BEGIN DATA SUPPLIED
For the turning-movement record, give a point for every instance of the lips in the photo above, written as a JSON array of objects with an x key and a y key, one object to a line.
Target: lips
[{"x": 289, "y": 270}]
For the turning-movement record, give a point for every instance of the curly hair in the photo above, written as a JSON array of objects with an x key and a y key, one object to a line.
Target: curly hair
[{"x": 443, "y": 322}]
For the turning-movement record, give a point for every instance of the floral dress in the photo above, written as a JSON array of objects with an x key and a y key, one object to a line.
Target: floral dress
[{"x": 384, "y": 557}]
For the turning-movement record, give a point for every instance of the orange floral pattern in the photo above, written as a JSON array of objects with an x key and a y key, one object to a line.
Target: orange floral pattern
END DATA SUPPLIED
BEGIN DATA SUPPLIED
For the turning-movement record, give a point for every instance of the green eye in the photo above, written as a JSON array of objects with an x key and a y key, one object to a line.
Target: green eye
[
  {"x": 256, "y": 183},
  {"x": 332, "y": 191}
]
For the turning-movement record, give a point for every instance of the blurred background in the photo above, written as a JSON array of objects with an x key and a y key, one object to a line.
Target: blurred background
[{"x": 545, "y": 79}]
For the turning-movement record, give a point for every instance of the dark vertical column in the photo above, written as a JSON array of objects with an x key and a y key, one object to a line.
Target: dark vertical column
END DATA SUPPLIED
GOAL
Collect every line from the items above that contains the word "background".

ANSWER
For the turning-movement record, give a point for every instance of the blurred background in the photo above, written as a JSON array of objects with an x key and a y key, one object to a line.
Target: blurred background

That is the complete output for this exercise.